**Task description**
Counting every line in the records below that holds "pedestal", give the total and add nothing.

**Information**
★ ★ ★ ★ ★ ★ ★
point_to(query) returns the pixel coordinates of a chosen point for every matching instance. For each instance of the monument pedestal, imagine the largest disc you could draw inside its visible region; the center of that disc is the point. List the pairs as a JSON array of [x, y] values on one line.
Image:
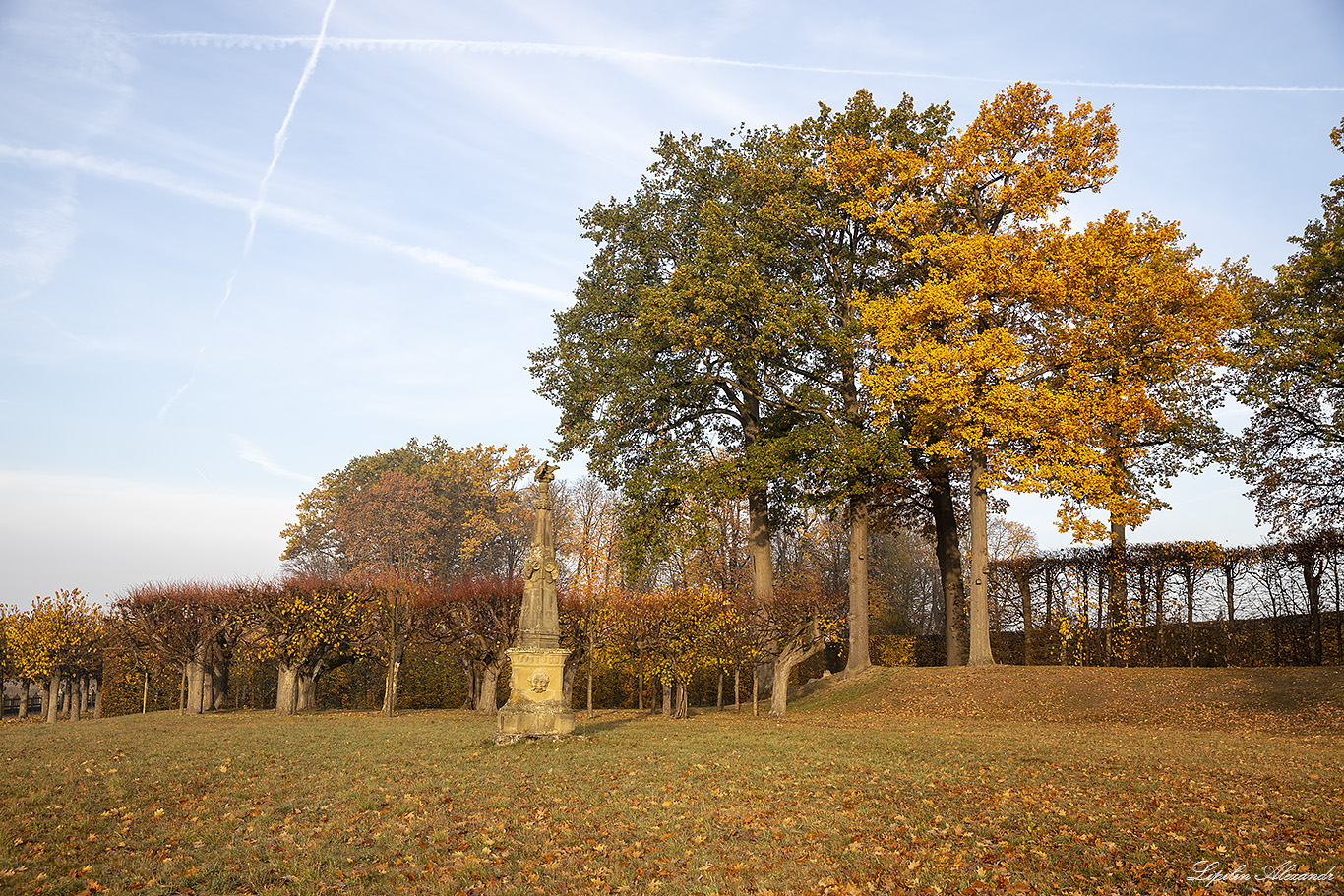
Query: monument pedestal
★ ★ ★ ★ ★ ★ ★
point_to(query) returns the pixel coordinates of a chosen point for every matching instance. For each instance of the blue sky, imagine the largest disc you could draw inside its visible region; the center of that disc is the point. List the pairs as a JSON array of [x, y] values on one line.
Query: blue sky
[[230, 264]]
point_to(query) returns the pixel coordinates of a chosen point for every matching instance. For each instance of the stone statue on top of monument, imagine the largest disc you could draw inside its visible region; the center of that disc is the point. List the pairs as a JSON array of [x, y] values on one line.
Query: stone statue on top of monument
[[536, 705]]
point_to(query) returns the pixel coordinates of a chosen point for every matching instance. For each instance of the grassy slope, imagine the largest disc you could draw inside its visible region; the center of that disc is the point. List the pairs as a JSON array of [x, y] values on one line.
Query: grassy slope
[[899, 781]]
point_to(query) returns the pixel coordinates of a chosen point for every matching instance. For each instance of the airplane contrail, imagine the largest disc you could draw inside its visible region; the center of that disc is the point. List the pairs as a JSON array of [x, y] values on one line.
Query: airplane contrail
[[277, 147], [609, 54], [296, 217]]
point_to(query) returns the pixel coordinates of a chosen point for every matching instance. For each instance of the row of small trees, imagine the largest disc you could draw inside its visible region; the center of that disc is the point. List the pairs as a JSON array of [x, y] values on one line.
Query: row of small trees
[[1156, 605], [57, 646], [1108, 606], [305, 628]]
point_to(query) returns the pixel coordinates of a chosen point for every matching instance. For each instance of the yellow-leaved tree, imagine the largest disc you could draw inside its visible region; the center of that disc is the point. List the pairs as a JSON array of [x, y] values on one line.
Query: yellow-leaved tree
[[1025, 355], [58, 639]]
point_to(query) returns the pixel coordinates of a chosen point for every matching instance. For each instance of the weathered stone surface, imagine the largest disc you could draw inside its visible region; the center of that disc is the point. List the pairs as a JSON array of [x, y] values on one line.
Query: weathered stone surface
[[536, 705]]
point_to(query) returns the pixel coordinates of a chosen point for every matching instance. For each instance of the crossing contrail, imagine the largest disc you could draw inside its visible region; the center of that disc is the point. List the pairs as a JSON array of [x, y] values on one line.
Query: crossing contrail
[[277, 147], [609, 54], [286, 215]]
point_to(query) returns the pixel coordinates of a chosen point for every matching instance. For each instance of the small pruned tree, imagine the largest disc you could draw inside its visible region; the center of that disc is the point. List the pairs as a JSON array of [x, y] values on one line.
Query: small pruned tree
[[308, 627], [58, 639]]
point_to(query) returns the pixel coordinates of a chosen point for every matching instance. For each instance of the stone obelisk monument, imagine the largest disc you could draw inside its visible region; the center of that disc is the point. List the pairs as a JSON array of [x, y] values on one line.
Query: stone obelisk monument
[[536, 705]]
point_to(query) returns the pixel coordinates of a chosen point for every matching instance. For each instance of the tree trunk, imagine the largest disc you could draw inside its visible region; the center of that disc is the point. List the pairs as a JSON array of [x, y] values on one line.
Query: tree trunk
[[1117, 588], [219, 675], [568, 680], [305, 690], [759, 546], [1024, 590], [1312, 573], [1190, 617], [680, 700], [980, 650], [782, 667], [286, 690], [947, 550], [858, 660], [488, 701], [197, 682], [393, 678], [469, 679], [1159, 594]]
★ ★ ★ ★ ★ ★ ★
**Response**
2